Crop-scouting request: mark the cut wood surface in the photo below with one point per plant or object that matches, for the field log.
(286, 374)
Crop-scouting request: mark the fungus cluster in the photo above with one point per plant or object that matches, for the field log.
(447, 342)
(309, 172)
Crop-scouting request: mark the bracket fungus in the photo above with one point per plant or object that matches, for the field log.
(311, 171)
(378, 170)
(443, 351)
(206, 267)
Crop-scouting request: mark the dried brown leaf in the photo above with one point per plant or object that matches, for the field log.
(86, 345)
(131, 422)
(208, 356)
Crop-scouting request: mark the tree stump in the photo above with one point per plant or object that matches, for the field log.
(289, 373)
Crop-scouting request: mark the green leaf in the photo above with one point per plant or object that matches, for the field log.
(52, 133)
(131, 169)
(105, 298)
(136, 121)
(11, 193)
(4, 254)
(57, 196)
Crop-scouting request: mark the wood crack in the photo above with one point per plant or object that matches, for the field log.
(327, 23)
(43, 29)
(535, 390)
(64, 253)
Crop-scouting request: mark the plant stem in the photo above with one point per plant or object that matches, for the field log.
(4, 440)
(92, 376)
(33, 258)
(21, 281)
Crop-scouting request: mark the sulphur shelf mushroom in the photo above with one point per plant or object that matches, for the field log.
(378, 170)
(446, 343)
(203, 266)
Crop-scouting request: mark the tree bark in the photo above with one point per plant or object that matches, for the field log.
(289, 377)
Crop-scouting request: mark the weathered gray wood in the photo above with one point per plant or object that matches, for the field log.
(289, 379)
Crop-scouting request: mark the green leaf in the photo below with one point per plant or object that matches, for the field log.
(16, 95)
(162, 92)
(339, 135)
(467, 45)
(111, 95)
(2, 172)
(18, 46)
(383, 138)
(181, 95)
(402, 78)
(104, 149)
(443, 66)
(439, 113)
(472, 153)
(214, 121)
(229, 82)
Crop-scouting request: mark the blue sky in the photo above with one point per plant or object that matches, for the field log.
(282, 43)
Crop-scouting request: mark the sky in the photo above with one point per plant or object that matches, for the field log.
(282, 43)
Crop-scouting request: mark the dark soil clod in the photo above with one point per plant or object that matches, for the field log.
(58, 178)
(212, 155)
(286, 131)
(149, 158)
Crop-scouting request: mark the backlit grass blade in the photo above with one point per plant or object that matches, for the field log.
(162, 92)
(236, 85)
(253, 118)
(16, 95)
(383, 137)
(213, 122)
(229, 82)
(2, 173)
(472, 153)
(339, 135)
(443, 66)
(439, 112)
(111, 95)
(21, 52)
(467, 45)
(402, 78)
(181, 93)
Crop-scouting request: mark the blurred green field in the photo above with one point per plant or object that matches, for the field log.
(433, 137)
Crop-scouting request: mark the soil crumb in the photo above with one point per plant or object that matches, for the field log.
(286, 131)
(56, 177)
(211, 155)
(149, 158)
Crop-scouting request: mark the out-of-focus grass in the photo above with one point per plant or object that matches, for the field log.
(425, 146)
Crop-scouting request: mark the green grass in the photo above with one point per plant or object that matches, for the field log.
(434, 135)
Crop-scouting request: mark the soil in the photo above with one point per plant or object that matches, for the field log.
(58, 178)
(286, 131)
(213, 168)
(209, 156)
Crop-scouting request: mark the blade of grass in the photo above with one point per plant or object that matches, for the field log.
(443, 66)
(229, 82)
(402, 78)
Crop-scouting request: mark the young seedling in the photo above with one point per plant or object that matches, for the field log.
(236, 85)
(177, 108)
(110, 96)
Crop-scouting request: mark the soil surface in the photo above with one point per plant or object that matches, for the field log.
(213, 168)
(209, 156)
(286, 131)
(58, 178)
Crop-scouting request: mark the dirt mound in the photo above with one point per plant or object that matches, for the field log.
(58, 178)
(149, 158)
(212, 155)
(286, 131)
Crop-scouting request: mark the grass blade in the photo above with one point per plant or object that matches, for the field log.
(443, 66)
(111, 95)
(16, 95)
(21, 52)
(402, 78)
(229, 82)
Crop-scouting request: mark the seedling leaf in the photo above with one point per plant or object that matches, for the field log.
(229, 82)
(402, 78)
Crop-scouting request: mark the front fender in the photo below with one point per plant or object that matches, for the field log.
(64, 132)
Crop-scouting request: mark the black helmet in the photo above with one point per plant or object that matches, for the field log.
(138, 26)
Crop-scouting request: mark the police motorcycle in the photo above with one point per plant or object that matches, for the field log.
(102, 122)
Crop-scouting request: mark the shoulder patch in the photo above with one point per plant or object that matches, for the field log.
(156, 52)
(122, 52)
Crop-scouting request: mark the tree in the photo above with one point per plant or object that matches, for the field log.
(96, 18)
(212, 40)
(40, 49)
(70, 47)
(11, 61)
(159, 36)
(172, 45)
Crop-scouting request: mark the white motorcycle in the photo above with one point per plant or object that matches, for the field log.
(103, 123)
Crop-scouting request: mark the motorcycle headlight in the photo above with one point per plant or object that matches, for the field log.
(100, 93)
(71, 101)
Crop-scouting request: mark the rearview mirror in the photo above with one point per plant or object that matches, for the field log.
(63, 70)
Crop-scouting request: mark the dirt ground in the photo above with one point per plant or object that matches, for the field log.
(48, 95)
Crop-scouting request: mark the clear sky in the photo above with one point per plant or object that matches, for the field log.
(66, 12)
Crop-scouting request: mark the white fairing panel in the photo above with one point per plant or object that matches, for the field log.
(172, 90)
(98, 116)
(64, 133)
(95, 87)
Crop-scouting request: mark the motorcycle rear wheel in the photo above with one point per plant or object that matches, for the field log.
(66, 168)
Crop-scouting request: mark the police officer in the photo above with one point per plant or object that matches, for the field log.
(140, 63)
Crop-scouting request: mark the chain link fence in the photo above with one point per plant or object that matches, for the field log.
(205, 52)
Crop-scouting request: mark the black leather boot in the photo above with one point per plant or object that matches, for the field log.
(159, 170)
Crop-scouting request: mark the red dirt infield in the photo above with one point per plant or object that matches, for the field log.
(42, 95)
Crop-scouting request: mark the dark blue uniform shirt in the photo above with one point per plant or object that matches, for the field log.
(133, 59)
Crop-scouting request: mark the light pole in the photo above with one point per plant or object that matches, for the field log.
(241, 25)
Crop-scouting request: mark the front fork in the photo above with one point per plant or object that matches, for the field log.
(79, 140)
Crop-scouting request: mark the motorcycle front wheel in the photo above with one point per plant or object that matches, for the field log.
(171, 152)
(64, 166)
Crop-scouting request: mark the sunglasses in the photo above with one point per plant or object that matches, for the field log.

**Exercise brief**
Rewrite the data as a numbered list, starting at the line that contains "Crop-scouting request: mark the light" and continuing through the last line of the data. Leave out any blank lines.

**Result for this task**
1. Crop-scouting request: mark the light pole in the photo above with one point per plant or object that matches, for the field log.
2. (241, 25)
3. Crop-scouting request: mark the front fork in the photo above with one point per plant or object that matches, for the field log.
4. (79, 140)
5. Crop-scouting request: mark the motorcycle front wheel in the photo above with one point per plant or object that matches, for the field log.
6. (171, 152)
7. (64, 166)
8. Crop-scouting request: mark the sunglasses in the photo above with one point per plant or object that matches, for the field log.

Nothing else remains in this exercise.